#### Objectif visé
Présente sous forme de liste numérotée les lignes des données, de celle qui contient « point at the blue sky » jusqu'à la toute dernière, les deux incluses, en omettant les lignes vides.

%%

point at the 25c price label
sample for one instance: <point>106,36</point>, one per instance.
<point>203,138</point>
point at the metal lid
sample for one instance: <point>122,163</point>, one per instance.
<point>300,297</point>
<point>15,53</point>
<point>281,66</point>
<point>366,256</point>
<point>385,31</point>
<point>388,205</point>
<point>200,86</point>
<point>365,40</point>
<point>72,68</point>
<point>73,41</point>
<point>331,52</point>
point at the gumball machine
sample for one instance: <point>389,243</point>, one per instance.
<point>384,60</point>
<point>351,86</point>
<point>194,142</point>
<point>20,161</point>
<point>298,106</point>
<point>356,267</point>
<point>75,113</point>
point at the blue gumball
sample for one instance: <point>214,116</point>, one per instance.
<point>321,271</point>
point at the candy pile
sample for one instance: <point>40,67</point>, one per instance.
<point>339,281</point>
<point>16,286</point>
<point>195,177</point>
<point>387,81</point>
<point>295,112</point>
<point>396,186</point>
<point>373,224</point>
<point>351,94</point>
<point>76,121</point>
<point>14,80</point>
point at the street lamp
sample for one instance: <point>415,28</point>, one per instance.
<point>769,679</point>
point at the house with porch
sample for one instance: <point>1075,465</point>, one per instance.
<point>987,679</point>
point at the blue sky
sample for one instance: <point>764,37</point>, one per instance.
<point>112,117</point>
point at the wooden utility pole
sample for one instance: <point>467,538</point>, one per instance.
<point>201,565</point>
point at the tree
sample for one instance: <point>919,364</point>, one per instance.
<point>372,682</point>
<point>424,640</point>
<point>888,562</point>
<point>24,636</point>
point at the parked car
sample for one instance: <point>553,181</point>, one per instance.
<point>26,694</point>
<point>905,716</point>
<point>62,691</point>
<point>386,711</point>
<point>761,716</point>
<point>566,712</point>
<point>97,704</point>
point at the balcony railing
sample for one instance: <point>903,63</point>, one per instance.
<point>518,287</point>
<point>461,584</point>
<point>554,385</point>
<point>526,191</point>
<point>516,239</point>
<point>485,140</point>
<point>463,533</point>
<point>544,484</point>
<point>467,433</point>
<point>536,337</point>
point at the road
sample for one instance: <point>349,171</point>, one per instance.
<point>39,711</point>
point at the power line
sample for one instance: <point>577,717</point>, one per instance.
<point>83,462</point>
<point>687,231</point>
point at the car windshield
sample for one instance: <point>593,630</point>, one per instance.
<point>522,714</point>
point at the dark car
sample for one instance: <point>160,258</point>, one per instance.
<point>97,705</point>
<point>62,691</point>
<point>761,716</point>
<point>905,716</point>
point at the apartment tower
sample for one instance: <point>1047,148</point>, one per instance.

%%

#### Réponse complète
1. point at the blue sky
2. sample for one instance: <point>764,37</point>, one per instance.
3. <point>112,117</point>
4. point at the wooden utility pole
5. sample for one instance: <point>467,538</point>, one per instance.
6. <point>201,565</point>
7. point at the tree
8. sample for one instance: <point>919,364</point>, one per instance.
9. <point>372,682</point>
10. <point>424,640</point>
11. <point>888,562</point>
12. <point>24,636</point>
13. point at the parked car
14. sample for one instance: <point>553,181</point>, one per instance.
15. <point>26,694</point>
16. <point>905,716</point>
17. <point>62,691</point>
18. <point>386,711</point>
19. <point>761,716</point>
20. <point>566,712</point>
21. <point>97,704</point>
22. point at the balcony railing
23. sample for one instance: <point>903,63</point>, one per instance.
24. <point>518,287</point>
25. <point>461,584</point>
26. <point>554,385</point>
27. <point>526,191</point>
28. <point>516,239</point>
29. <point>485,140</point>
30. <point>463,533</point>
31. <point>544,484</point>
32. <point>467,433</point>
33. <point>536,337</point>
34. point at the road
35. sample for one instance: <point>349,171</point>, one per instance.
36. <point>39,711</point>
37. point at the power line
38. sample for one instance: <point>577,717</point>, one per instance.
39. <point>83,462</point>
40. <point>687,231</point>
41. point at the car windshield
42. sample for one instance: <point>593,630</point>, one per instance.
43. <point>522,714</point>
44. point at the dark car
45. sample for one instance: <point>160,258</point>, one per instance.
46. <point>97,705</point>
47. <point>62,691</point>
48. <point>761,716</point>
49. <point>905,716</point>
50. point at the apartment tower
51. sample for one instance: <point>1047,148</point>, one per instance.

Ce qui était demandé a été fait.